**EXTRACT PROVIDED**

^^^^

Question Links: LeetCode 1166, LintCode 3677

You are asked to design a file system that allows you to create new paths and associate them with different values.

The format of a path is one or more concatenated strings of the form: / followed by one or more lowercase English letters. For example, “/leetcode" and “/leetcode/problems" are valid paths while an empty string "" and "/" are not.

Implement the FileSystem class:

bool createPath(string path, int value) Creates a new path and associates a value to it if possible and returns true. Returns false if the path already exists or its parent path doesn’t exist.
int get(string path) Returns the value associated with path or returns -1 if the path doesn’t exist.

^^^^

**DATA LINES**
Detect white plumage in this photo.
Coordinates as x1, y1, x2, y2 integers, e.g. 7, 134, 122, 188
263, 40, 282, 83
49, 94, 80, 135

^^^^

**WHAT YOU WILL DO**
Carry on the file system design problem statement above, starting right after its last sentence.

**ANSWER BELOW**
Example 1:

Input:
["FileSystem","createPath","get"]
[[],["/a",1],["/a"]]
Output:
[null,true,1]
Explanation:
FileSystem fileSystem = new FileSystem();

fileSystem.createPath("/a", 1); // return true
fileSystem.get("/a"); // return 1

Example 2:

Input:
["FileSystem","createPath","createPath","get","createPath","get"]
[[],["/leet",1],["/leet/code",2],["/leet/code"],["/c/d",1],["/c"]]
Output:
[null,true,true,2,false,-1]
Explanation:
FileSystem fileSystem = new FileSystem();

fileSystem.createPath("/leet", 1); // return true
fileSystem.createPath("/leet/code", 2); // return true
fileSystem.get("/leet/code"); // return 2
fileSystem.createPath("/c/d", 1); // return false because the parent path "/c" doesn't exist.
fileSystem.get("/c"); // return -1 because this path doesn't exist.

Constraints:

2 <= path.length <= 100
1 <= value <= 10^9
Each path is valid and consists of lowercase English letters and '/'.
At most 10^4 calls in total will be made to createPath and get.

Idea

We could use the trie data structure to solve this question. Typically, a trie has characters as nodes. For this question, we will use a path (folder/file) as a node. We will use the hash table instead of the array implementation because the key is not a character and not suitable as an array index.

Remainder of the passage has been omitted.